Problem to solve – Each line below from the one containing "If you could point to the player in red" through the one containing "If you could point to the spectator" is to be given again exactly, and no line outside that span.

Saved entries –
################

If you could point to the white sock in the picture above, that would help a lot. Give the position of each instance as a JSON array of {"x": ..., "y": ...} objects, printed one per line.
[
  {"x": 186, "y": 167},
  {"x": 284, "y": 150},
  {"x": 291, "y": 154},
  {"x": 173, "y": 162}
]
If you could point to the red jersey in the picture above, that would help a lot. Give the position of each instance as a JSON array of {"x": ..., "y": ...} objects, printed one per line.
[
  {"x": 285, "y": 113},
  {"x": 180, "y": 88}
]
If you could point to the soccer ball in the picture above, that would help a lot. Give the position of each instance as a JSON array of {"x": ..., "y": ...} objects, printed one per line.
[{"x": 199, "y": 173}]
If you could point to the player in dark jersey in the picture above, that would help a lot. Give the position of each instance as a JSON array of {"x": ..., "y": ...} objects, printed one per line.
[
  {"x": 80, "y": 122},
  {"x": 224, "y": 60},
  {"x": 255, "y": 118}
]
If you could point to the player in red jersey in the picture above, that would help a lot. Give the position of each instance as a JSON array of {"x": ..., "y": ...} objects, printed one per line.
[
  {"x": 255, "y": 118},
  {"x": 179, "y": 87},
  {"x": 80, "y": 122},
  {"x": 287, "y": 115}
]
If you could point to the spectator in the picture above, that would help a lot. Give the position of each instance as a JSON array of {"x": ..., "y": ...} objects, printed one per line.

################

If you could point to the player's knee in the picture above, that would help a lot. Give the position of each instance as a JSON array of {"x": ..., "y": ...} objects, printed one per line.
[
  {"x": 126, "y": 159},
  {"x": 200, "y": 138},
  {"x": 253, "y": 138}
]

################

Your solution –
If you could point to the player in red jersey in the picture above, that would help a lot. Give the position of each instance as a JSON array of {"x": ..., "y": ...} objects, printed one per line.
[
  {"x": 255, "y": 118},
  {"x": 179, "y": 87},
  {"x": 80, "y": 122},
  {"x": 287, "y": 115}
]
If you could point to the spectator in the picture above, that would help a lot. Give the position of each instance as a JSON array of {"x": ..., "y": ...} objects, printed one per line.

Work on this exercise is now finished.